**STUDY TEXT**
|---|
The most exciting battery innovations on the horizon will allow for further miniaturization of devices and applications, and incorporation of smaller batteries, thus, positively impacting the raw material use for these products and user-friendliness. Any regulation and removability requirements need to be future-proof and should provide for appropriate exemptions.
Removability and repair
The EU is currently considering options to introduce a European Right to Repair. We would like to point out that recent revisions of landmark legislations have already strengthened the right of consumers to have easy access to repair. The new Waste Framework Directive (2018/851) imposes access to spare parts and repair instructions under certain boundary conditions (safety, quality, IPR) in its Art 9(1). The new Sales of Goods Directive (2019/771) continues to include the right to have a faulty product repaired or replaced free of charge, or to obtain a refund or a price and strengthen consumer rights in this regard with durability as a conformity requirement. Already today, every product with integrated batteries on the market has a repair service during the legally mandated warranty period.
In future policy discussions, we believe that the European Right to Repair should mean making sure that the consumer has access to a high quality, safe and secure repair option in all cases (in- and out-of-warranty). Consumers have a rightful expectation of a repair remedy of quality, safety and security. However, this does not mean that repairs can be carried out safely and successfully by consumers themselves, nor that they should in all cases have the right or ability to do so themselves. Especially for high-complexity devices (ranging from electronics to cars), trained and qualified personnel can guarantee the highest level of safety, whereas consumer-led repairs could impact the integrity of the repaired device, and such unintended outcomes should be reflected in any future regulation. Battery safety is obtained by a combination of mechanical, electrical and electronic protections and part of it is achieved by the integration of the battery itself. The liability for product safety in case for repair or replacement can generally be best ensured by a qualified professional.
|---|
[Point-per-instance localization data]
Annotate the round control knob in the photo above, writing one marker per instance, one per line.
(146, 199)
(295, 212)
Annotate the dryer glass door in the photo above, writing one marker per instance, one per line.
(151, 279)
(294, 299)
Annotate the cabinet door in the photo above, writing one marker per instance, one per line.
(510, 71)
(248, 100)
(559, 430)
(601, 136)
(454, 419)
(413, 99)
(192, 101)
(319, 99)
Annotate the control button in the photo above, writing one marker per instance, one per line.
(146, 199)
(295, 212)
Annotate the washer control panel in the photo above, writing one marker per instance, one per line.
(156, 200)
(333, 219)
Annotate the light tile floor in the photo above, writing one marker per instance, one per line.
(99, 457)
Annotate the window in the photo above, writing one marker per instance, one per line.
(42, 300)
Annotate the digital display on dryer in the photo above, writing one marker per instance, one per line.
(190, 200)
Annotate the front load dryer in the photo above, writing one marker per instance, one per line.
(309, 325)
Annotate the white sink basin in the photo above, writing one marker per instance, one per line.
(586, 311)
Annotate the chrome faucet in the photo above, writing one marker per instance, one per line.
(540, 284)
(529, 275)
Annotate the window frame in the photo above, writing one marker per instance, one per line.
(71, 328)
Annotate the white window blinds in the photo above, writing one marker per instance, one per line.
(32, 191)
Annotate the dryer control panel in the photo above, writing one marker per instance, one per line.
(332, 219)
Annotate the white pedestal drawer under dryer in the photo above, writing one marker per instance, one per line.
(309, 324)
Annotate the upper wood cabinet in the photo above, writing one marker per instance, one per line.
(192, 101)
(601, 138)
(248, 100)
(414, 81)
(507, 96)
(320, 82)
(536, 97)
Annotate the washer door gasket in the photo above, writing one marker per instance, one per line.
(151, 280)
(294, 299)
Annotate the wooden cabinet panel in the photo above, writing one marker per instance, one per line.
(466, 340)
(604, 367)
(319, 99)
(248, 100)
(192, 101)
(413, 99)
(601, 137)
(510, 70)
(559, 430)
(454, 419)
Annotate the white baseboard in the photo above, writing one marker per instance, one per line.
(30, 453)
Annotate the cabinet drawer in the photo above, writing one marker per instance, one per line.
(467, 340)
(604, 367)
|---|
**WHAT YOU WILL DO**
[A] In the text on battery repair, which article of the new Waste Framework Directive (2018/851) requires access to spare parts and repair instructions?
[B] Continue the text on battery repair from its last sentence, keeping its voice and subject.

**RESPONSES FOR EACH TASK**
[A] Art 9(1).

[B]
There is strong justification for focusing right to repair on the availability of repair options that ensure consumers have access to high quality, safe and secure repairs, instead of only on a consumer-led repair. One such example are established manufacturer-associated repair networks, which provide consumers with convenient access to such repair options. Such authorised service providers or affiliated networks are optimised for efficiency, and therefore minimise environmental impacts beyond what would be possible via consumer-led repair models. Conservative estimates put the number of repair and after-sales jobs associated with manufacturer after-sales/repair providers at over 240,000 globally, providing high-quality service in a circular economy. They also ensure proper end-of-life recycling options. Any policy, whether focused on battery replaceability by design, consumer policy or repair operators should consider the impact on the existing vast repair network of professionals.
All data provided in this position paper is based on Avicenne Energy (2020), commissioned study based on interviews with manufacturers.